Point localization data
--------------------
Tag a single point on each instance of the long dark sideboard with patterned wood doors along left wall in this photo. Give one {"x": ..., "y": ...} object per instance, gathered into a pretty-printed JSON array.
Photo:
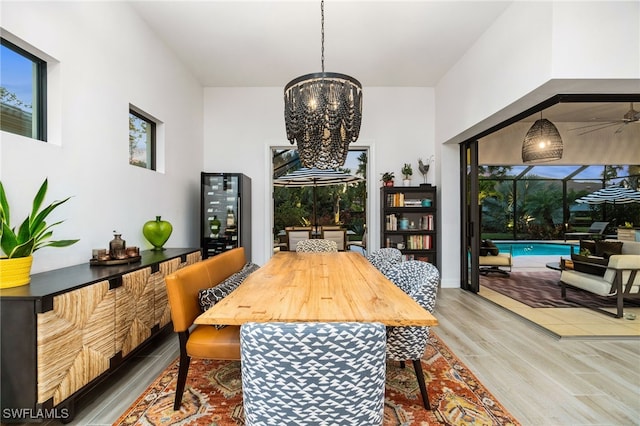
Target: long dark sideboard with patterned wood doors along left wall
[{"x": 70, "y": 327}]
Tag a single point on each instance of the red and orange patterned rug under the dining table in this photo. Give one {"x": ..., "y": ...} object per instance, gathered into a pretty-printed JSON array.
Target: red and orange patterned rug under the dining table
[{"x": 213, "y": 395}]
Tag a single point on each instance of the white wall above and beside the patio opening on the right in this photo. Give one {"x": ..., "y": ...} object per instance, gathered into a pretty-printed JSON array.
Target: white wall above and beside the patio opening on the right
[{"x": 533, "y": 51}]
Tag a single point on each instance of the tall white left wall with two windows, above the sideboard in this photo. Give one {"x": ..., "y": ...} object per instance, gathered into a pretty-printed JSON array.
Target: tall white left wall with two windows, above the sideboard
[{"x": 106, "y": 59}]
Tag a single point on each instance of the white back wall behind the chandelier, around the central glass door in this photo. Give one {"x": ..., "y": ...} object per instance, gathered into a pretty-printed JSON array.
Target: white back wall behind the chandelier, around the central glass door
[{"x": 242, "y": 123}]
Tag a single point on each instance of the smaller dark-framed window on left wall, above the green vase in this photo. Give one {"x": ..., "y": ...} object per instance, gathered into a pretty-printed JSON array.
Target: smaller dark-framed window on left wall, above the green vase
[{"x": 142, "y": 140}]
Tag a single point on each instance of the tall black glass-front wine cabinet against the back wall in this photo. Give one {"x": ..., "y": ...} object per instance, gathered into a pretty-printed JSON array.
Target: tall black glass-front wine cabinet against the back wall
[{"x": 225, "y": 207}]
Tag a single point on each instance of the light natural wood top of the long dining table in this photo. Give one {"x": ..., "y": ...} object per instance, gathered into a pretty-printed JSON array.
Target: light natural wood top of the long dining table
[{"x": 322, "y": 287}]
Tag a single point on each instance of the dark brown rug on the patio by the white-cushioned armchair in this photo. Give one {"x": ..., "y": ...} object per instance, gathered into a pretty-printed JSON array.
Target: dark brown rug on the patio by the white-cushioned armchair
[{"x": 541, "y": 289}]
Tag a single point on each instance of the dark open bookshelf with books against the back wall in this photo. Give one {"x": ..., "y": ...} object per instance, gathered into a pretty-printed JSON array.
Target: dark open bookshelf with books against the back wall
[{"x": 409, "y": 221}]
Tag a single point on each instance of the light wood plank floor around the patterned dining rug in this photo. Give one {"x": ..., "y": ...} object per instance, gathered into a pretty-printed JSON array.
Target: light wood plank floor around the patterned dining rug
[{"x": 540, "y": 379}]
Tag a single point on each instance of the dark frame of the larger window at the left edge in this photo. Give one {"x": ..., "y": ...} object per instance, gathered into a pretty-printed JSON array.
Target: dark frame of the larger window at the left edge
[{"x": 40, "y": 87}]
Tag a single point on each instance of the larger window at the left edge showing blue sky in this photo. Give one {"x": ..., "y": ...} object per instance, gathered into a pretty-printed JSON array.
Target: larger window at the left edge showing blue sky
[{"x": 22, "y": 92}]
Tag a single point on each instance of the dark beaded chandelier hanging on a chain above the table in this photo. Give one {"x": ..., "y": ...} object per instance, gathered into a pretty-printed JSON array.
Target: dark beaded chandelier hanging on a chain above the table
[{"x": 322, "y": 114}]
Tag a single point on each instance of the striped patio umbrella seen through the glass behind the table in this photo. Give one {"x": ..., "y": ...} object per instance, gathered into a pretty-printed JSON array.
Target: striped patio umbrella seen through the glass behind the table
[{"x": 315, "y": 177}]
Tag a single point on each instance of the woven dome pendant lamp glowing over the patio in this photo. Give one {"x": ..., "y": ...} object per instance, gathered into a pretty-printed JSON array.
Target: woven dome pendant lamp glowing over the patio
--------------------
_Try it_. The records above must be printed exactly, but the pictures they hold should be omitted.

_Exercise answer_.
Tag a single point on each instance of the long dark sideboard with patterned wood doors along left wall in this photo. Give one {"x": ..., "y": ...} object per instance, gathered into a pretty-printed JSON array.
Photo:
Target: long dark sideboard with patterned wood doors along left wall
[{"x": 70, "y": 327}]
Tag a single point on each instance of the red and orange patterned rug under the dining table in this photo. Give one {"x": ..., "y": ...} object per instance, gathered into a pretty-printed JSON array.
Target: red and orange patterned rug under the dining table
[{"x": 213, "y": 395}]
Tag a single point on each instance of the white wall above and beside the patio opening on the right in this photo. Give one {"x": ..., "y": ...} object per instance, gathered into a pretty-printed JSON array.
Target: white wall above and beside the patio opening on the right
[{"x": 533, "y": 51}]
Tag a single point on each instance of the tall white left wall with two windows, above the sideboard in this photo. Give one {"x": ..., "y": ...} object per instance, gathered into a pretty-printed JSON array.
Target: tall white left wall with two windows, above the sideboard
[{"x": 106, "y": 59}]
Tag a single point on each instance of the white back wall behind the chandelier, around the central glass door in this photo. Give one {"x": ..., "y": ...} object per instance, gathered into a pretty-printed JSON array.
Target: white back wall behind the chandelier, around the central glass door
[{"x": 242, "y": 123}]
Tag a single point on each instance of the smaller dark-framed window on left wall, above the green vase in this photo. Give one {"x": ..., "y": ...} object per instance, gathered into a pretty-printed JSON array.
Target: smaller dark-framed window on left wall, above the green vase
[{"x": 142, "y": 140}]
Tag a single point on each instance of the tall black glass-front wine cabinet against the back wall in this photo. Give one {"x": ..., "y": ...} object per instance, gathered into a pretty-printed JSON array.
Target: tall black glass-front wine cabinet against the back wall
[{"x": 225, "y": 207}]
Tag a single point on each instance of the light natural wood top of the long dining table in this photo. Give one {"x": ..., "y": ...} object per instance, gathered into a pretty-printed JSON array.
Target: light natural wood top of the long dining table
[{"x": 322, "y": 287}]
Tag a single point on each instance of the dark brown rug on the patio by the white-cushioned armchair in this photo. Give one {"x": ..., "y": ...} object per instance, gathered into a pretty-printed JSON array.
Target: dark brown rug on the patio by the white-cushioned armchair
[{"x": 541, "y": 289}]
Tag a single point on each instance of the dark open bookshelf with books against the back wall in this photo. Give one {"x": ..., "y": ...} object per instance, gathered into a pretty-printed JSON array.
Target: dark open bookshelf with books against the back wall
[{"x": 409, "y": 221}]
Tag a single point on each instance of the light wood plank floor around the patterned dining rug in this photo. Give one {"x": ..., "y": ...} object per instance, gathered into a pretty-printed JSON array.
Target: light wood plank floor around the patterned dining rug
[{"x": 540, "y": 379}]
Tag a single point on each instance of the dark frame of the larger window at the left edge in this photo. Give one {"x": ..., "y": ...} object per instance, gathered into a pretty-printed JSON array.
Target: dark frame of the larger window at the left edge
[{"x": 40, "y": 87}]
Tag a single point on each instance of the larger window at the left edge showing blue sky in this photo. Give one {"x": ..., "y": ...} object per instance, gathered into a pretty-printed JSON array.
Target: larger window at the left edge showing blue sky
[{"x": 22, "y": 92}]
Tag a single point on each instance of the dark beaded chandelier hanging on a chain above the table in this photo. Give one {"x": ..., "y": ...} object per instance, gathered into a pretty-printed JSON array.
Target: dark beaded chandelier hanging on a chain above the table
[{"x": 322, "y": 114}]
Tag a single point on each instance of the striped patio umbrella seen through the glass behind the table in this photo. Give one {"x": ..., "y": ...} object per instance, gathered into a pretty-printed JSON array.
Target: striped patio umbrella seen through the glass behind the table
[{"x": 315, "y": 177}]
Tag a single point on each instance of the woven dome pendant lamp glowing over the patio in this photo. Give one {"x": ..., "y": ...} object per instance, gathered into a pretty-printed JSON array.
Target: woven dome pendant lamp glowing over the patio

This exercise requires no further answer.